> **Problem statement**: Retype every line of the items that follow, without changing a single character.

==== Records provided ====

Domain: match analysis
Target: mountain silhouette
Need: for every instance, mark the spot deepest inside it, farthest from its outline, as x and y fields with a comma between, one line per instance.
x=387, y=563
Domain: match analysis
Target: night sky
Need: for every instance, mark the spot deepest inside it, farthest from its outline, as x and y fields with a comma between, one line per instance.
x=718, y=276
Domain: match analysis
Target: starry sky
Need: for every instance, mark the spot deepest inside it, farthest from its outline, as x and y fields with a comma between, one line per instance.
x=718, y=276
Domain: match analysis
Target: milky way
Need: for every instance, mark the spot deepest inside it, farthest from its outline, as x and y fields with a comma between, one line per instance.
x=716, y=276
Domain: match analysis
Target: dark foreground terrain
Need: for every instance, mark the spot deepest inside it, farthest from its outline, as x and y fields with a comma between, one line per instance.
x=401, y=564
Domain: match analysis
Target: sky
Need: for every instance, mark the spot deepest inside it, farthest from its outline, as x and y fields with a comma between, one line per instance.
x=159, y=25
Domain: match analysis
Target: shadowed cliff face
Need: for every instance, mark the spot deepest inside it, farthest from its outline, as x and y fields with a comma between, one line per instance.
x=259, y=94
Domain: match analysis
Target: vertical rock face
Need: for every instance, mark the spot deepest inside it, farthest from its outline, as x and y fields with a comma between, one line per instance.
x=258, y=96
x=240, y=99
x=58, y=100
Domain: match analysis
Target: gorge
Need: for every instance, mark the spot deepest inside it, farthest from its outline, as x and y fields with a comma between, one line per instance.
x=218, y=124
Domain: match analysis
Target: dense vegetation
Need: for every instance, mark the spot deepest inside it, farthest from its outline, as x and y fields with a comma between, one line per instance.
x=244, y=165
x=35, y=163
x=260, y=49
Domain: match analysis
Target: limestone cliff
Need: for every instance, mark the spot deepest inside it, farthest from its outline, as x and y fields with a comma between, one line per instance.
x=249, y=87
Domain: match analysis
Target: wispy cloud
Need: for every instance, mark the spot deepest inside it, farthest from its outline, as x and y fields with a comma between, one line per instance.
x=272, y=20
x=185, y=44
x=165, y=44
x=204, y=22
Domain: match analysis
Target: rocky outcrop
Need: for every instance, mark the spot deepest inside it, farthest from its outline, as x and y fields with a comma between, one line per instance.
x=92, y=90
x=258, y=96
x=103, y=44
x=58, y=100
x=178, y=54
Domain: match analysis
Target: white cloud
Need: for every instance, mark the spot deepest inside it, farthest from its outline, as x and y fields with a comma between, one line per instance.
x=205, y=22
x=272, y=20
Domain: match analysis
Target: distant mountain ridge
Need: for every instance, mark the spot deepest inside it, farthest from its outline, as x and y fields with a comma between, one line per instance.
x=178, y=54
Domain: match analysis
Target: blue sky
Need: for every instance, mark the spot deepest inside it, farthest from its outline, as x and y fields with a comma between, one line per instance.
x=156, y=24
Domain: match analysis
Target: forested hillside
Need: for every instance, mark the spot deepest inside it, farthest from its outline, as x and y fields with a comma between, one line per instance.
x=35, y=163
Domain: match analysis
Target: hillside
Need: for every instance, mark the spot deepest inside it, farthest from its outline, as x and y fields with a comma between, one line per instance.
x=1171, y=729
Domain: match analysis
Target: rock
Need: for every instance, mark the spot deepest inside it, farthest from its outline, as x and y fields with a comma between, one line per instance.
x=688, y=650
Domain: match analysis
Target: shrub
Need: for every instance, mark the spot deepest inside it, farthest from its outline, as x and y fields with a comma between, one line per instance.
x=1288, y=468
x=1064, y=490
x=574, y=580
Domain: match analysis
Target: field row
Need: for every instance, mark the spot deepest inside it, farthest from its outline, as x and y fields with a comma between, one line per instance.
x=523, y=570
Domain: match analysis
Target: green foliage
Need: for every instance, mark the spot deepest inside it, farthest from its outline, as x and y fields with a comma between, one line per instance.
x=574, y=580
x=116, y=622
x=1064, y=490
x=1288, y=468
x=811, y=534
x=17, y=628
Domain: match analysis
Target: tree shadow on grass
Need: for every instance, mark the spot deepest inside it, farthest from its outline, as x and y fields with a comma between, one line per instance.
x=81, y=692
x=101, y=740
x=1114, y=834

====

> **Reply to the exercise**:
Domain: match analysis
Target: mountain silhouette
Need: for every instance, mark the spot deepest inside it, farthest from its outline, as x and y fields with a comma between, one line per instance.
x=387, y=563
Domain: match analysis
Target: night sky
Need: for every instance, mark the spot deepest inside it, farthest from its outline, as x and y fields with a comma between, one line per instance.
x=718, y=276
Domain: match analysis
Target: starry sky
Need: for every instance, mark the spot deepest inside it, farthest from its outline, as x and y fields with a comma between, one line per instance.
x=718, y=276
Domain: match analysis
Target: milky way
Need: for every instance, mark the spot deepest inside it, farthest from its outline, as x and y fields with a comma between, one line per instance.
x=716, y=276
Domain: match analysis
Target: dark foreground terrain
Need: for every instance, mark the spot deepest inside it, farthest from its outline, as x and y fields with a comma between, one line per instance.
x=401, y=564
Domain: match analysis
Target: sky
Need: for every instance, mark the spot deepest inside it, farthest from its outline, as x and y fields with a comma between, one line per instance.
x=159, y=25
Domain: match analysis
Target: shadowed cliff face
Need: for every instance, mark the spot deepest inside it, farthest from its outline, as x and y fields with a comma between, one line per instance.
x=259, y=94
Domain: match analysis
Target: vertical rock face
Need: for every instance, mark the spot deepest inside it, farthest from its outline, as x and y fields with a comma between, one line per instance.
x=258, y=96
x=240, y=99
x=58, y=100
Domain: match analysis
Target: gorge
Need: for every instance, mark the spot deepest inside it, farthest from its outline, as x and y fields with a comma between, one line per instance.
x=218, y=124
Domain: match analysis
Target: dense vegetation
Need: for every instance, mark the spot deepest inside it, farthest from its outline, as x and y fields with a comma between, one line per instance.
x=244, y=165
x=35, y=163
x=260, y=49
Domain: match analysis
Target: limestone cliff
Need: for every instance, mark the spot deepest inside it, farthest from its outline, as x and y fields with a comma between, one line per instance.
x=249, y=87
Domain: match analysis
Target: wispy cloud
Need: for every instance, mark the spot deepest inside it, farthest from its outline, as x and y fields with a comma between, one line per instance.
x=272, y=20
x=185, y=44
x=165, y=44
x=204, y=22
Domain: match analysis
Target: rocky outcrop
Need: for every instance, mark the spot deepest inside it, farthest from its outline, as x and y fields with a comma between, one line per instance.
x=92, y=90
x=258, y=96
x=103, y=44
x=58, y=100
x=178, y=54
Domain: match analysis
Target: white cloud
Need: for every instance, mark the spot deepest inside it, farthest from its outline, as x and y fields with a comma between, one line per instance.
x=205, y=22
x=272, y=20
Domain: match analysis
Target: distant mountain ridge
Need: for every instance, mark the spot deepest inside it, farthest from its outline, as x and y fields with a comma between, one line per instance.
x=178, y=54
Domain: match analysis
Target: blue sky
Need: for every instance, mark the spot deepest inside it, farthest from its outline, as x and y fields with a comma between, one line per instance.
x=156, y=24
Domain: match analysis
Target: forested hillside
Need: for every instance, mark the spot deepest inside it, farthest from its outline, as x and y fields with a comma between, one line per instance.
x=35, y=163
Domain: match analysis
Target: hillside
Need: for every instance, mark the spot deepest inside it, farthest from its outline, as x and y fields with a comma between, one line per instance.
x=1171, y=729
Domain: match analysis
Target: rock
Need: for every instance, mark the spot deepest inside it, farthest from its outline, as x and y fields with a comma between, one line per instance.
x=688, y=650
Domain: match analysis
Target: shrub
Need: for every instance, mark the spot deepest inside it, farthest from its outline, as x and y fields with a comma between, one line per instance.
x=1288, y=468
x=1064, y=490
x=574, y=580
Domain: match analysis
Target: field row
Need: for every instance, mark the spot deepest inside it, farthest from its outline, as x and y fields with a comma between, one line per instance.
x=523, y=570
Domain: match analysis
Target: green foliage
Need: for every instance, mark the spot deepest inside it, farthest from its outline, as x and y fields with a comma between, one line per instance.
x=574, y=580
x=116, y=622
x=1064, y=490
x=1288, y=468
x=811, y=534
x=17, y=628
Domain: match analysis
Target: tree shadow on grass
Need: for every instance, mark the spot deepest inside it, farthest from its outline, as x and y fields with a comma between, one line per instance.
x=81, y=692
x=101, y=740
x=1114, y=834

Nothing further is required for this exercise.